──────── EXCERPTED DATA

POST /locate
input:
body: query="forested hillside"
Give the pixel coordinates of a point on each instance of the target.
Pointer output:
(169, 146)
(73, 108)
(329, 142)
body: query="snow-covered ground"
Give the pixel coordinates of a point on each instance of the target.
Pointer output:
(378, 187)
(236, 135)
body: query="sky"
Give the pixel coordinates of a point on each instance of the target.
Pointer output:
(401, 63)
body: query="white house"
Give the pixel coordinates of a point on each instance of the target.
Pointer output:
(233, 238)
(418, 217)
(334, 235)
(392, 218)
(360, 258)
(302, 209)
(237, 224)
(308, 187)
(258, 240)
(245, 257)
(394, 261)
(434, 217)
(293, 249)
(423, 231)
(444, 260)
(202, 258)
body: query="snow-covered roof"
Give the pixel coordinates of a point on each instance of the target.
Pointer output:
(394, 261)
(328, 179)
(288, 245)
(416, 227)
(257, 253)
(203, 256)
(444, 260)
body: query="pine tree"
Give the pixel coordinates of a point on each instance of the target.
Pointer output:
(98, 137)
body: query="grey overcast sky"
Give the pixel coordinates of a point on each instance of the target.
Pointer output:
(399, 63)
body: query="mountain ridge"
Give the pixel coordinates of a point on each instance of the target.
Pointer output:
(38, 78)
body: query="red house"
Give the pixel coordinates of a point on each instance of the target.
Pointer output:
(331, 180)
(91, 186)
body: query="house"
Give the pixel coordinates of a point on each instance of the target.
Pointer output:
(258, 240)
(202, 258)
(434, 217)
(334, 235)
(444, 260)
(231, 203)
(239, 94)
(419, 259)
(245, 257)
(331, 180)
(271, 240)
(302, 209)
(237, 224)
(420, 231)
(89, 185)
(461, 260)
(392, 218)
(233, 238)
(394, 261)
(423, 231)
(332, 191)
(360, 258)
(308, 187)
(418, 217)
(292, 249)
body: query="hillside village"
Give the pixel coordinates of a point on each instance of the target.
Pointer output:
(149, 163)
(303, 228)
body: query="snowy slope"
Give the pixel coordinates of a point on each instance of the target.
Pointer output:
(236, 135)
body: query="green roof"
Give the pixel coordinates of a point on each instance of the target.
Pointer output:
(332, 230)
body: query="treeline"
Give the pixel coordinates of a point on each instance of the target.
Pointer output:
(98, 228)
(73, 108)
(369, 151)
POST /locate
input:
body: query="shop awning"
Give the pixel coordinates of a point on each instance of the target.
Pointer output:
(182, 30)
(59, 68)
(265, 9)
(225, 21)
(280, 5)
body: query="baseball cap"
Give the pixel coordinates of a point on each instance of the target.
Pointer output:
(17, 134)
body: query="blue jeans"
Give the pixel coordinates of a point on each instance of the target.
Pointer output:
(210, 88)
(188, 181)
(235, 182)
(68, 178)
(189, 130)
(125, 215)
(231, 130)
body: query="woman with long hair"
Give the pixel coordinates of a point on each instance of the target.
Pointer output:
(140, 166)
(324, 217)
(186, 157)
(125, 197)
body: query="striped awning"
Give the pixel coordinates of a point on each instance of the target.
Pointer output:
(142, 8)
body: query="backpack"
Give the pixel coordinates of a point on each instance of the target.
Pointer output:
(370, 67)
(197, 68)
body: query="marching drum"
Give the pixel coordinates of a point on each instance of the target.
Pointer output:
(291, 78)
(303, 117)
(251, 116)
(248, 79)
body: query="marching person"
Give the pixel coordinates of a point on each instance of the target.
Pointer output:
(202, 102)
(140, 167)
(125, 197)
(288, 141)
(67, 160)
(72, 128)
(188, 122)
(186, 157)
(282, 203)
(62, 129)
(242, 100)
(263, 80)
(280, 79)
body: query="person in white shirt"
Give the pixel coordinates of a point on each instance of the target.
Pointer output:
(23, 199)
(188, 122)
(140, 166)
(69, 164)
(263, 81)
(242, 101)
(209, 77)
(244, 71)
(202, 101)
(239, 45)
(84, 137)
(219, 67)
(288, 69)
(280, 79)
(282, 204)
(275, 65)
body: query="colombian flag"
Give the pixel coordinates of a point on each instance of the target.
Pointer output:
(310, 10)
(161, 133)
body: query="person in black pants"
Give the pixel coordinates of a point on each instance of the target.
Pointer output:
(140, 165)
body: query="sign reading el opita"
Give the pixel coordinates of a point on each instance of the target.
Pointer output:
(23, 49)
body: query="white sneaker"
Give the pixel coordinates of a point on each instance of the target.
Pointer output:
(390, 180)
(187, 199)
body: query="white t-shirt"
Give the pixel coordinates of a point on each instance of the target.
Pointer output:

────────────────

■ REQUIRED TASK
Repeat every entry word for word.

■ TASK ANSWER
POST /locate
input:
body: query="forested hillside"
Give the pixel coordinates of a point on each instance of the target.
Pointer output:
(169, 146)
(73, 108)
(329, 142)
body: query="snow-covered ground"
Give the pixel coordinates of a point on each instance of the target.
Pointer output:
(378, 187)
(236, 135)
body: query="sky"
Give the pixel coordinates of a point on each instance of the target.
Pointer output:
(401, 63)
body: query="white house"
Give the pixel coordinates of a point on each instance of the target.
Pointer output:
(233, 238)
(418, 217)
(334, 235)
(392, 218)
(360, 258)
(302, 209)
(237, 224)
(308, 187)
(258, 240)
(245, 257)
(394, 261)
(434, 217)
(293, 249)
(423, 231)
(444, 260)
(202, 258)
body: query="snow-covered roof"
Give the pixel coordinates of a point on each instance of the target.
Pointer output:
(394, 261)
(328, 179)
(288, 245)
(416, 227)
(257, 253)
(203, 256)
(444, 260)
body: query="pine tree"
Give the pixel coordinates of a point on each instance of the target.
Pointer output:
(98, 137)
body: query="grey overcast sky"
Give the pixel coordinates of a point on each instance of the target.
Pointer output:
(399, 63)
body: query="mountain ridge"
Give the pixel coordinates of a point on each instance of the target.
Pointer output:
(38, 78)
body: query="red house"
Give the pixel coordinates of a point on each instance of the target.
Pointer output:
(331, 180)
(91, 186)
body: query="house"
Give the pixel coordinates of a point on each instance of the target.
Pointer output:
(258, 240)
(202, 258)
(434, 217)
(334, 235)
(444, 260)
(231, 203)
(239, 94)
(419, 259)
(245, 257)
(331, 180)
(271, 240)
(302, 209)
(237, 224)
(420, 231)
(89, 185)
(461, 260)
(392, 218)
(233, 238)
(394, 261)
(423, 231)
(332, 191)
(360, 258)
(308, 187)
(418, 217)
(292, 249)
body: query="hillside village"
Give the pixel coordinates of a point on each instance of the target.
Pointer output:
(149, 163)
(303, 228)
body: query="snowy slope"
Give the pixel coordinates of a point on each instance of the target.
Pointer output:
(236, 135)
body: query="green roof"
Give the pixel coordinates of a point on each instance of the target.
Pointer output:
(332, 230)
body: query="treeline"
Give the pixel coordinates of a point on each instance of the target.
Pointer output:
(98, 228)
(73, 108)
(369, 151)
POST /locate
input:
body: query="shop awning"
Give the pixel coordinates of a point on each instance of the target.
Pointer output:
(182, 30)
(59, 68)
(265, 9)
(225, 21)
(280, 5)
body: query="baseball cap"
Give the pixel coordinates of a point on each instance of the target.
Pointer output:
(17, 134)
body: query="blue jeans"
Give the pixel coordinates of a point on each instance of the target.
Pointer output:
(210, 88)
(188, 181)
(235, 182)
(68, 178)
(189, 130)
(125, 215)
(231, 130)
body: query="woman with long hair"
Give the pixel coordinates of a point on each instance of the target.
Pointer output:
(140, 166)
(324, 217)
(186, 157)
(125, 197)
body: query="striped awning"
Give the pixel coordinates of a point on each instance of the target.
Pointer output:
(142, 8)
body: query="backpack"
Give the pixel coordinates of a point on each instance of the target.
Pointer output:
(370, 67)
(197, 68)
body: query="marching drum"
Give the pixel coordinates of a point on each instance of the target.
Pointer output:
(291, 78)
(303, 117)
(251, 116)
(248, 79)
body: query="marching person"
Give the pixel coordinates of a point on each instance of the target.
Pointer output:
(202, 102)
(140, 167)
(125, 197)
(288, 141)
(67, 160)
(72, 128)
(188, 122)
(186, 157)
(282, 203)
(62, 129)
(242, 100)
(263, 80)
(280, 79)
body: query="person in white shirt"
Give the pixel coordinates of a point on each instance of the target.
Pointer output:
(23, 199)
(188, 122)
(140, 166)
(69, 164)
(263, 81)
(242, 101)
(209, 77)
(244, 71)
(202, 101)
(239, 45)
(84, 137)
(219, 67)
(288, 69)
(280, 79)
(282, 204)
(275, 65)
body: query="colombian flag"
Give the pixel coordinates of a point on each instance of the target.
Pointer output:
(310, 10)
(161, 133)
body: query="person in black pants"
Give the pixel coordinates of a point on each instance of the target.
Pointer output:
(140, 165)
body: query="sign reading el opita"
Give the pixel coordinates of a point on each instance of the target.
Pointer output:
(23, 49)
body: query="white sneaker"
Give the pixel coordinates of a point on each instance of the target.
Pointer output:
(390, 180)
(187, 199)
body: query="white t-shirt"
Give the pixel coordinates of a point on each instance of the target.
Pointer output:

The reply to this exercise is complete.